[Stored data entries]
Content starts
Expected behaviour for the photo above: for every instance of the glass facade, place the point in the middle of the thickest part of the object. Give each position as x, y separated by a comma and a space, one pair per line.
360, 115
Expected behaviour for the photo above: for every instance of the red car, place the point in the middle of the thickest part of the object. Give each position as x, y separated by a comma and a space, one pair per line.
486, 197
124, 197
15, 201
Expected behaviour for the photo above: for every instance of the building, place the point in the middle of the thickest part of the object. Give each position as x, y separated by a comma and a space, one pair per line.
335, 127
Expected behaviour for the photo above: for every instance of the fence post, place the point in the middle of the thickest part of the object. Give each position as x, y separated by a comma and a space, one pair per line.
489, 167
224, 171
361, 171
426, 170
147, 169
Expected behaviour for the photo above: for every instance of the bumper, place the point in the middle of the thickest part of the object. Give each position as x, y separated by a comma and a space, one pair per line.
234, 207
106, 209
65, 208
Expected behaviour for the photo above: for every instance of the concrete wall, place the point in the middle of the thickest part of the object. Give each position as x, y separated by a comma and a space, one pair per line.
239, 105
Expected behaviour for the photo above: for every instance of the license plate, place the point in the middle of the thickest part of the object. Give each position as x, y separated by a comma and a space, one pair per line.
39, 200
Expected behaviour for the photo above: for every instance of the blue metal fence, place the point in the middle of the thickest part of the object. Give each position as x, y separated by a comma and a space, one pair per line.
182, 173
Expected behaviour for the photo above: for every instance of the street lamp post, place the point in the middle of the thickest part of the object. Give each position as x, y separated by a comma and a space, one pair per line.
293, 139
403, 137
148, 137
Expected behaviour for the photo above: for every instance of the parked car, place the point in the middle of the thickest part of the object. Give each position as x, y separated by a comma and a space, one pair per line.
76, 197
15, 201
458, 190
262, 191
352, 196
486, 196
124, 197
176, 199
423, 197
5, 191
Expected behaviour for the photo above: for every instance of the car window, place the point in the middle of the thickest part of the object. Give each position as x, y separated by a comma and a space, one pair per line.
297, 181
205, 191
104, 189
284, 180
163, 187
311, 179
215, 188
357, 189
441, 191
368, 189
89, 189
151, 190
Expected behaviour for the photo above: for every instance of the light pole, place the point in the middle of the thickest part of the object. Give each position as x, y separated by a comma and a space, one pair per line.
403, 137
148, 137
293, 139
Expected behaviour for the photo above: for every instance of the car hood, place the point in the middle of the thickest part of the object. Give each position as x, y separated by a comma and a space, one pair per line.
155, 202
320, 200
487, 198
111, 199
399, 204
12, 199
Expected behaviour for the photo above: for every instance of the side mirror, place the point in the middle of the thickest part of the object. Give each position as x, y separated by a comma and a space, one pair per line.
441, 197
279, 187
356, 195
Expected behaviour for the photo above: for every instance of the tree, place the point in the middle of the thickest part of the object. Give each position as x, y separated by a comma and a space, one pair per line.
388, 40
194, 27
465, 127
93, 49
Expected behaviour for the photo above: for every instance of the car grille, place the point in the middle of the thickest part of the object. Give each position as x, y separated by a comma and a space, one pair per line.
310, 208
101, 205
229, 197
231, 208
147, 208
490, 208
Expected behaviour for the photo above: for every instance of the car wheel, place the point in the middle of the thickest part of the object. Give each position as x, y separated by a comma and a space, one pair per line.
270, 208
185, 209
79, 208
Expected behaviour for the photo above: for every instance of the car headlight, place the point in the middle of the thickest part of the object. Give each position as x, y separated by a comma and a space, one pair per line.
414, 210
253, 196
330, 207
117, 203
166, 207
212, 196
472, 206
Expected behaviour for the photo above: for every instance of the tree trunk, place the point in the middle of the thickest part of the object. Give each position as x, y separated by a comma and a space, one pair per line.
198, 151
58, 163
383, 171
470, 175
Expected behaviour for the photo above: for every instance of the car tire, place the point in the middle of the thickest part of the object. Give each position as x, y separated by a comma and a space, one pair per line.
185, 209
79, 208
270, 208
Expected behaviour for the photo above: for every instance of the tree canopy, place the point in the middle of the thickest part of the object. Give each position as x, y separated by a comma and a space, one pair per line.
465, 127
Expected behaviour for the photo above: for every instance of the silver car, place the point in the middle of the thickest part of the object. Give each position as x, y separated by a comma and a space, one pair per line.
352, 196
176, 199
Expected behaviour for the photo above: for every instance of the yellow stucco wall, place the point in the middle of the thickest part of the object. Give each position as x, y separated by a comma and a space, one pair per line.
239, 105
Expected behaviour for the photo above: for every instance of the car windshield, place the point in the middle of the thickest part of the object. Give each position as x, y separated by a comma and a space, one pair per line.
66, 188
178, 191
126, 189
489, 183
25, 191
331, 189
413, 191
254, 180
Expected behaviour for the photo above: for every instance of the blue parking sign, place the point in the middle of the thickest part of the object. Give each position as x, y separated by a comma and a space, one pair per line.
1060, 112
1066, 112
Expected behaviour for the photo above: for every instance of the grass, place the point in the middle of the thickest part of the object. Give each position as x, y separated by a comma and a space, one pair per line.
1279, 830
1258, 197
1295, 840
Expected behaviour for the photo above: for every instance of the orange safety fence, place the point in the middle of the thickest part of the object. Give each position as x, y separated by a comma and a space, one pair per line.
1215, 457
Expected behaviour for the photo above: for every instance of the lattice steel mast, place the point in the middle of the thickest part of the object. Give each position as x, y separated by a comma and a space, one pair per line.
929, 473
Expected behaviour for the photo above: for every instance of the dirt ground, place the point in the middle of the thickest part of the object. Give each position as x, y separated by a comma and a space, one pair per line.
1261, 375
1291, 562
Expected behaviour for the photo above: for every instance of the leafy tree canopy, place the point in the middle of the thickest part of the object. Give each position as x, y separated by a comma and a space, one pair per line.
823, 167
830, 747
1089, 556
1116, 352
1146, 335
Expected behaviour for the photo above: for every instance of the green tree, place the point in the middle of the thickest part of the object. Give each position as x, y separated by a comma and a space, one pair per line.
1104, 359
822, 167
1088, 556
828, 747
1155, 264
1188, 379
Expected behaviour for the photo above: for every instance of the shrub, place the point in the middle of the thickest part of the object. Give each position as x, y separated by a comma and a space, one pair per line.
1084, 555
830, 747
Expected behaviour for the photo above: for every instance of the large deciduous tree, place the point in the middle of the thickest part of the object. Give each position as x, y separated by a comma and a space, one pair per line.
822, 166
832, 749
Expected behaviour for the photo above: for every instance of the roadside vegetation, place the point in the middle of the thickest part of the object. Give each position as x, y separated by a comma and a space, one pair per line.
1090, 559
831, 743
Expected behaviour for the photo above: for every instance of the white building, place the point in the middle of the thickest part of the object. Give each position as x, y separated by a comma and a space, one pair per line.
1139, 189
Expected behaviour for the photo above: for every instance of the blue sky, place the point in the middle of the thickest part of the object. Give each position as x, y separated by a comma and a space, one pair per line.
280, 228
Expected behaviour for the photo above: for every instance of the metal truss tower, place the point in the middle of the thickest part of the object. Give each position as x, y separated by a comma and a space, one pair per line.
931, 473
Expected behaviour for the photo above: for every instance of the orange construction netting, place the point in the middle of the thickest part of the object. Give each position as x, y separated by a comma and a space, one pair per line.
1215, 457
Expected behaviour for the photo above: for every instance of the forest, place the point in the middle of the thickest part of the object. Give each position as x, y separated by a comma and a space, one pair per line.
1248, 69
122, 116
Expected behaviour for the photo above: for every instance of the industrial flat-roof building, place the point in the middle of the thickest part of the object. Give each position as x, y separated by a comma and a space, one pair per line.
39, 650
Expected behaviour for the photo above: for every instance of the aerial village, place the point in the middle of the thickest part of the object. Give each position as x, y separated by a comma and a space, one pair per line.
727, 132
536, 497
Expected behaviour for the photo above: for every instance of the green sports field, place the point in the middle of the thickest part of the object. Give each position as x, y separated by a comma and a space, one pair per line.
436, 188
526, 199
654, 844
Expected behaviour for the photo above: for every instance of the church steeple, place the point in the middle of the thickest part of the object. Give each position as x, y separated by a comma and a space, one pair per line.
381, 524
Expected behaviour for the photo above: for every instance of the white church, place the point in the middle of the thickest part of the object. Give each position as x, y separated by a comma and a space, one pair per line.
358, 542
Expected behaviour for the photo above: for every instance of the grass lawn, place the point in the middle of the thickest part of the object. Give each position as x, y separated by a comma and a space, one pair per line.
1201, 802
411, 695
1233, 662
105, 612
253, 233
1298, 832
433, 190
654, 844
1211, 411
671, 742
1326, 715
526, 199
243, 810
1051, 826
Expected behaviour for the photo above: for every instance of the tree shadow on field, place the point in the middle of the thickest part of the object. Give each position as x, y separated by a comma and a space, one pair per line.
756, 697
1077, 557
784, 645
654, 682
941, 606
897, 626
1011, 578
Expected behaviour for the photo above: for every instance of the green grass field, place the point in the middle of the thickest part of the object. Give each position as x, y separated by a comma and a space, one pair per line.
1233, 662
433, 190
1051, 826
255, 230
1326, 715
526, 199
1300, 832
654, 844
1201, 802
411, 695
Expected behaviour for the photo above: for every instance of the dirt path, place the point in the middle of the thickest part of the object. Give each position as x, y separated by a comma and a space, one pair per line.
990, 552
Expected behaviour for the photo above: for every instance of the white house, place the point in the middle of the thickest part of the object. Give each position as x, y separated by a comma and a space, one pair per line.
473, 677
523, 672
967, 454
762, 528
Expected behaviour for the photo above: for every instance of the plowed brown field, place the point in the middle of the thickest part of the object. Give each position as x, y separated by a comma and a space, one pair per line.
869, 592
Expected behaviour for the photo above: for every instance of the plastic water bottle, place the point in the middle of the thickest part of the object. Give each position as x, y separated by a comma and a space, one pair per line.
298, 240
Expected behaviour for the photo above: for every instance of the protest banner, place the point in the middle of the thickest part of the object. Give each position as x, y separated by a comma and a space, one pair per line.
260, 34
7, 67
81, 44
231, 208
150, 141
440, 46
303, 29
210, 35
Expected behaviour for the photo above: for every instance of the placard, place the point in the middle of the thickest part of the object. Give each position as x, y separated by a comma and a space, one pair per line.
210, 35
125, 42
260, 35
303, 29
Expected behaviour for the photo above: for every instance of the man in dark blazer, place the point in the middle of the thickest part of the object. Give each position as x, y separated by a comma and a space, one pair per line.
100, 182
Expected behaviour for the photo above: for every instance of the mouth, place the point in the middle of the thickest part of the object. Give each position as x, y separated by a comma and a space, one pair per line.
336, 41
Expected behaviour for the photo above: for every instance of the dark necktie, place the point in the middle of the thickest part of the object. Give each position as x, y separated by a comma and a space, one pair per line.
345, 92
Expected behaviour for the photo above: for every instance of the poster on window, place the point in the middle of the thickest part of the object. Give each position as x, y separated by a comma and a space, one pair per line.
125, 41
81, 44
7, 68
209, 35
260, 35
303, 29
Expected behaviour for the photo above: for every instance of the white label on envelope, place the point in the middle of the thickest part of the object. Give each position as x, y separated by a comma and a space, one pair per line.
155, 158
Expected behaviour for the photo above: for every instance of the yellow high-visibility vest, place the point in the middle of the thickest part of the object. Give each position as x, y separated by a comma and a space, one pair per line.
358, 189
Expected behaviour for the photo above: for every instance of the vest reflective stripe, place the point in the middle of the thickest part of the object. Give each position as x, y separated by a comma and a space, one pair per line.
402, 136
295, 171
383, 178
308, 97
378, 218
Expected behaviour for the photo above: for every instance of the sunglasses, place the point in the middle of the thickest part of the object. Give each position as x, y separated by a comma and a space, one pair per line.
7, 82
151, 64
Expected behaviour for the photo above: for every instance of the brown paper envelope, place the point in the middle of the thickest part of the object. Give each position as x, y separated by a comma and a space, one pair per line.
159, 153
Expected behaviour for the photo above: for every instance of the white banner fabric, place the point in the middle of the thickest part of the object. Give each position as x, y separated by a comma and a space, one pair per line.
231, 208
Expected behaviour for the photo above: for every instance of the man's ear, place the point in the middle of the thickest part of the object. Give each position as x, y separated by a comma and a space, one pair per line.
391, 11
Content ends
▶ [Aim of the exercise]
Only the lines from the one bearing "the white label" through the end of the entries above belong in the answer, each one exactly as given.

▶ [Exercise solution]
Expected behaviour for the photo above: for every instance of the white label on envelope, place the point in the middle of the thickest part of the object. Give each position as x, y separated by a comma and a space, one pair per line.
155, 158
Expected behaviour for the photo above: for every instance of the yellow high-visibility vest, place the point in the middle of the thickest part of the object. Give each position as x, y separated by a comma and a space, one pair per line.
358, 189
Expected behaviour for the photo above: for every instance of the vest reflective stripe, place the point in the middle of the thickest part of the object. Give each position as x, y separated by a comma and a space, one pair per line.
402, 136
295, 171
383, 178
308, 97
378, 218
Expected behaviour for the photo above: for every instance of the sunglasses, place the point in the middle of the thickest part of the object. Give each position as x, y separated by a comma and a space, one pair per line.
7, 82
151, 64
Expected behaviour for the photo above: for every instance of the brown paper envelope, place the point in the middle of the thickest part of the object. Give each position as x, y separated by a comma and a space, one pair per line.
159, 153
Expected behaviour for the photo above: for every instance of the white banner fabric, place the point in the middle of the thickest part of the object. Give each position as x, y separated by a comma and a space, one pair per line.
231, 208
Expected behaviour for the photo above: for every instance of the man's ear, place the point in the middle of the thickest part of the object. Give each position as x, y separated by a comma and a space, one pair per line.
391, 11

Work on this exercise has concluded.